**Given text**
....................

Production there will grow at a close to double-digit rates as mines expand, underwritten by continued investment and expansion in mine capacity.
As that investment tails off by 2015, it will probably be replaced by energy projects.
National Economics says that for most other regions the outlook is less optimistic.
Its report says that while most of the country will at first benefit from the boom, most will reach a point within the next five years where gains tip into losses.
A strong dollar will encourage imports and hit non-mining exports, high interest rates will cut investment outside resources, mining will suck up the skills needed by other industries, and interest in investing in anything but mining or energy will wane.
Analysis in Deloitte Access Economics-Arup's March "Investment Monitor" said mining accounted for 46 per cent of the value of projects reported in the March quarter.
A further 27 per cent was pumped into infrastructure such as transport, utilities and communications.
Manufacturing attracted less than 5 per cent of investment - and most of that was directed at metal products destined for resource projects.
A decade ago, investment in manufacturing had easily outpaced mining - attracting almost twice the amount directed to the resources sector - but from 2005 had slipped increasingly behind.
"Although businesses in other sectors are open to the thought of expansion, miners and related sectors are the ones spending with their ears pinned back," the Investment Monitor said.
The effect is already being felt, the National Economics study says.
"The boom has been conspicuously absent in Victoria, Tasmania, South Australia, much of NSW - including the outer suburbs of Sydney - and much of Queensland, including many of the suburbs of Brisbane and some of the non-metropolitan regions."
The report says the dark side of the boom has been felt most severely in Melbourne, but Sydney, Adelaide, southeast Queensland and the tourist-oriented lifestyle regions have all suffered.

....................

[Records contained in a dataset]
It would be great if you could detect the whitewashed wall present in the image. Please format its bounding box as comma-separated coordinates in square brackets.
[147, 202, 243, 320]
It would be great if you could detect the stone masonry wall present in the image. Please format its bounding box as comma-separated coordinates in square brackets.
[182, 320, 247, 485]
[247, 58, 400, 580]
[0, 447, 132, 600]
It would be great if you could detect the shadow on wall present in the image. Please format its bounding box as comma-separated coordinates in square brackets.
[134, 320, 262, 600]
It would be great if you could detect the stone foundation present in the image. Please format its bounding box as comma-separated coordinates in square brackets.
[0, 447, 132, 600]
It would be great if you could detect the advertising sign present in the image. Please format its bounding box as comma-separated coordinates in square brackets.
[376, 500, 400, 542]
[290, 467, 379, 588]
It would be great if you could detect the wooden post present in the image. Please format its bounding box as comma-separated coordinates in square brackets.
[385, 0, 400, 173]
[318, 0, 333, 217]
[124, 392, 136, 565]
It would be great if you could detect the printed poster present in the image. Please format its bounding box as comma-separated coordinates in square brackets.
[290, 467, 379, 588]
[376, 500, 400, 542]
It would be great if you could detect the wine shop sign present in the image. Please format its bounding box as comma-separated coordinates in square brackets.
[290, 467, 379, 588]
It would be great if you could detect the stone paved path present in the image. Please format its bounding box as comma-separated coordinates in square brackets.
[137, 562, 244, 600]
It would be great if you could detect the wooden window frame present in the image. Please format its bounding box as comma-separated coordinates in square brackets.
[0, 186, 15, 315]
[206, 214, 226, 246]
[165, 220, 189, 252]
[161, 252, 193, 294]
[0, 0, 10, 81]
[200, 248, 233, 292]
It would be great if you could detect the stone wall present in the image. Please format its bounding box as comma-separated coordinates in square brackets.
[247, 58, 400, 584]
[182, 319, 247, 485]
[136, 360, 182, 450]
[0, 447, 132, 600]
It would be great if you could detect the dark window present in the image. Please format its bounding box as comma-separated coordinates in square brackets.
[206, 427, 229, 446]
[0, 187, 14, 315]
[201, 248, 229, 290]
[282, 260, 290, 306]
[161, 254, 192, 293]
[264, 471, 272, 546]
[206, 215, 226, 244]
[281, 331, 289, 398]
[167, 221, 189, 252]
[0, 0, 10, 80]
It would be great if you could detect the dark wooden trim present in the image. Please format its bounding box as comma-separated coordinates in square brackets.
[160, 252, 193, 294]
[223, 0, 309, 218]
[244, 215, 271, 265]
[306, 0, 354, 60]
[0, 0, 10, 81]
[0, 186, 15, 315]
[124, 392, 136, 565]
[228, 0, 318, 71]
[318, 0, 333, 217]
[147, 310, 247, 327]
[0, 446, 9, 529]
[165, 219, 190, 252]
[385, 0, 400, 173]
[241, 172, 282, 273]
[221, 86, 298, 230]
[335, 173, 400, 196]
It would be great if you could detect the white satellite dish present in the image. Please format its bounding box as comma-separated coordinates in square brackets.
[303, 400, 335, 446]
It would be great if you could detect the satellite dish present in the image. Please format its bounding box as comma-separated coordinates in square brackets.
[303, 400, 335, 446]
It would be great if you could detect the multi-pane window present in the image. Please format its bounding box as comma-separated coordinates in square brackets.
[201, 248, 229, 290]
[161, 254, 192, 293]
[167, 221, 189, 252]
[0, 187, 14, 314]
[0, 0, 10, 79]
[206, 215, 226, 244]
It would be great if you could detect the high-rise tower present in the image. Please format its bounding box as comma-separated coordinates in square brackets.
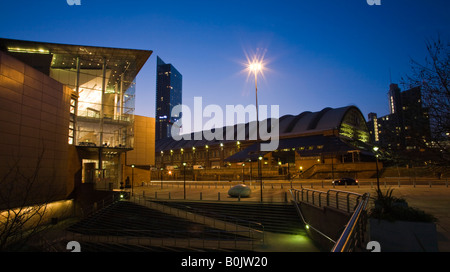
[155, 56, 183, 140]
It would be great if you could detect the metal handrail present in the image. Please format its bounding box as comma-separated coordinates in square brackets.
[289, 188, 370, 252]
[289, 189, 336, 243]
[331, 193, 370, 252]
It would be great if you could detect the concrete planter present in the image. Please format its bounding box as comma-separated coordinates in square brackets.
[369, 218, 438, 252]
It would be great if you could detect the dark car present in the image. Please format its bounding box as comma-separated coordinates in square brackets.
[331, 178, 358, 185]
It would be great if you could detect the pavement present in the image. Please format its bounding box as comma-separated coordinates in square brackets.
[125, 180, 450, 252]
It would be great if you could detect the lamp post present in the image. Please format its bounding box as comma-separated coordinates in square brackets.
[183, 162, 186, 200]
[248, 58, 263, 202]
[131, 164, 134, 196]
[373, 146, 380, 191]
[161, 167, 164, 189]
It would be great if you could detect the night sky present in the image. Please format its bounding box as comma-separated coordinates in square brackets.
[0, 0, 450, 132]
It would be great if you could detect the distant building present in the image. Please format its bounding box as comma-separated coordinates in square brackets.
[155, 57, 183, 140]
[367, 84, 431, 151]
[0, 39, 152, 205]
[155, 106, 381, 179]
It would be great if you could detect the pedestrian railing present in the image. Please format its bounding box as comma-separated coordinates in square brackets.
[289, 188, 370, 252]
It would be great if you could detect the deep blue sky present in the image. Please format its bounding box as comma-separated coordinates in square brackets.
[0, 0, 450, 127]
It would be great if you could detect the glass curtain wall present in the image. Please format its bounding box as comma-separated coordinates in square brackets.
[50, 53, 137, 189]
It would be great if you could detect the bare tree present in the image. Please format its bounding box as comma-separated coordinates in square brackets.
[0, 148, 67, 252]
[402, 36, 450, 165]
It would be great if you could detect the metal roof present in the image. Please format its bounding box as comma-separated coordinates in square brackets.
[156, 106, 364, 152]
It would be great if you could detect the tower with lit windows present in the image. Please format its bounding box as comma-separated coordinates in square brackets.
[155, 57, 183, 140]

....................

**Study questions**
1) According to the text on the mining boom, what share of the value of projects reported in the March quarter did mining account for?
2) Pick up the text on the mining boom's regional effects at its last sentence and continue it.

**Task-by-task answers**
1) 46 percent.

2)
The collapse of the tourism industry - sparked by the strong dollar and recession in important markets - has seriously reduced the hours of work available in Queensland holiday regions, while in other areas the blow has mainly been felt through limited growth in earnings.
In rural Australia, high exchange rates triggered by the mining boom are squeezing the profits out of the pastoral and agricultural industries, as well as manufacturing based on local raw materials.
Looming ahead is the aftershock of the boom, when investment cools and Australia needs to find work for the workers it imported to build the mines. Employment in many regions would have been better without the boom, the study said.
It says the boom will also aggravate income gaps and housing shortages. Australia's headline unemployment rate of 5 per cent, and predictions that it is converging across all regions, bears no resemblance to reality. "Over the past few years regional inequalities in housing and jobs have either stayed constant or increased. There is no evidence of convergence."
Many who lose their jobs will not be able to find new work.
Their prospects - especially in outer Sydney, Melbourne and Adelaide - will dim further as the blows to industries outside the mining sector hammer their ability to pay for housing.
In the places where affordable housing is available, job opportunities are declining.
But the study says the worst is not inevitable, provided the Government can get its policies right, as other countries have done.
Norway, which was affected far more intensively by its resources boom, had not needed to import labour and had emerged with greater manufacturing product, higher employment and higher per-capita productivity than Australia has managed.
The study says the average Norwegian family of four is indirectly richer by US$600,000 ($738,000) than the comparable Australian household and that the key to Norway's success is thinking ahead and planning strategies to ensure its people gained the best-possible benefits.